Return every entry in the listing word for word.

<<<<

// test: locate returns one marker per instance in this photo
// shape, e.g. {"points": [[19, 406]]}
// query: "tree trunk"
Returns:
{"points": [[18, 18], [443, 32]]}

>>>>

Response =>
// test: locate returns one marker per instance in this photo
// shape, e.g. {"points": [[19, 406]]}
// query: "tree trunk"
Returns:
{"points": [[18, 18], [443, 32]]}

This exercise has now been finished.